__DIRECTIONS__: Extend the article on how ordinary human conditions came to be treated as diseases, picking up after its final sentence.

We all shall have a disease...or two or three
Over the past fifty years, how our culture has come to view health and illness has made a major shift. What was once considered normal human events and common human conditions — birth, aging, menopause, alcoholism and obesity — are now viewed as medical afflictions.
Peter Conrad, Ph.D., social science professor at Brandeis University in Waltham, MA, has written a new book, based on decades of research, exploring this phenomenon. The Medicalization of Society: On the Transformation of Human Conditions into Treatable Disorders looks at the medicalization of daily life and the growing numbers of new diagnoses that can now label all of us as diseased — everything from shortness, fatness, balding, aging, feeling anxious, male menopause, erectile dysfunction to attention deficit.
“As a sociologist, I am concerned with the pathologization of conditions which used to be considered the normal spectrum of human behavior; I am concerned with the growing aspects of life where medical definitions define normality,” Professor Conrad said in a Johns Hopkins media release. “We are on a trajectory toward turning all human differences into diseases or disorders and subjecting them to medical treatments.”

__DATA SUPPLIED__:
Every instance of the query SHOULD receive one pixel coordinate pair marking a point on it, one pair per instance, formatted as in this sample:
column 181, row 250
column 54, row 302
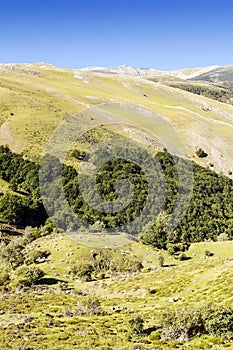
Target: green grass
column 41, row 98
column 38, row 317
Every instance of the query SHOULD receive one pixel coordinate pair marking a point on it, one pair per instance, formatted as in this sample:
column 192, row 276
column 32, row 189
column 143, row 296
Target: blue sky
column 161, row 34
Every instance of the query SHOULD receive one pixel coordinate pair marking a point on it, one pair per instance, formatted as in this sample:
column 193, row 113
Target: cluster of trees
column 22, row 205
column 222, row 94
column 19, row 264
column 209, row 214
column 97, row 264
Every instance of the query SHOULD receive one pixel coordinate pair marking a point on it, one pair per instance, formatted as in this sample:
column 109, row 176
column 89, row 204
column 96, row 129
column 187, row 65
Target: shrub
column 182, row 257
column 136, row 324
column 4, row 277
column 220, row 321
column 27, row 276
column 82, row 271
column 223, row 237
column 161, row 260
column 207, row 319
column 201, row 153
column 37, row 255
column 208, row 253
column 90, row 306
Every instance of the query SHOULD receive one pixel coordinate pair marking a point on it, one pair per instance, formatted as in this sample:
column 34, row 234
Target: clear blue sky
column 163, row 34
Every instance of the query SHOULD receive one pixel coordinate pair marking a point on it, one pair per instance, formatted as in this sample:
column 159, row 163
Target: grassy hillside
column 57, row 292
column 49, row 316
column 35, row 99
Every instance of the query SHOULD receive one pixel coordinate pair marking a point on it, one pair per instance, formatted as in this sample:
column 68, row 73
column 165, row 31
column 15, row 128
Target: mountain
column 126, row 70
column 219, row 75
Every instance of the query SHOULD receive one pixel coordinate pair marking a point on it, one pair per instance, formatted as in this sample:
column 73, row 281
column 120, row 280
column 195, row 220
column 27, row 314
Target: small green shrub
column 208, row 253
column 27, row 276
column 136, row 324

__TASK ANSWER__:
What is most troubling is how we got to this point and where it may lead us. According to Professor Conrad, medical professionals have been having a diminishing influence on disease diagnosis and treatments. “Instead, the pharmaceutical and biotechnical industries, insurance companies and HMOs, and the patient as consumer have become the major forces promoting medicalization.” Disease promotion is everywhere and ubiquitous on television with direct-to-consumer drug advertising, for example. But the promotion of health and “wellness” has soared over recent decades and the public has embraced and internalized the feel-good agenda without questioning what is behind it. Professor Conrad, who also co-authored Deviance and Medicalization: From Badness to Sickness, has written extensively on healthism, cautioning more than ten years ago that its promotion has succeeded in creating the popular view that wellness and the pursuit of health is a moral virtue, even apart from any actual health outcomes. As he wrote in Culture Medicine and Psychiatry in 1994: [W]ellness seekers engage in a profoundly moral discourse around health promotion, constructing a moral world of goods, bads and shoulds...engaging in wellness activities, independent of results, becomes seen as a good in itself. Thus, even apart from any health outcomes, the pursuit of virtue and a moral life is fundamentally an aspect of the pursuit of wellness. His new book is on my to read list.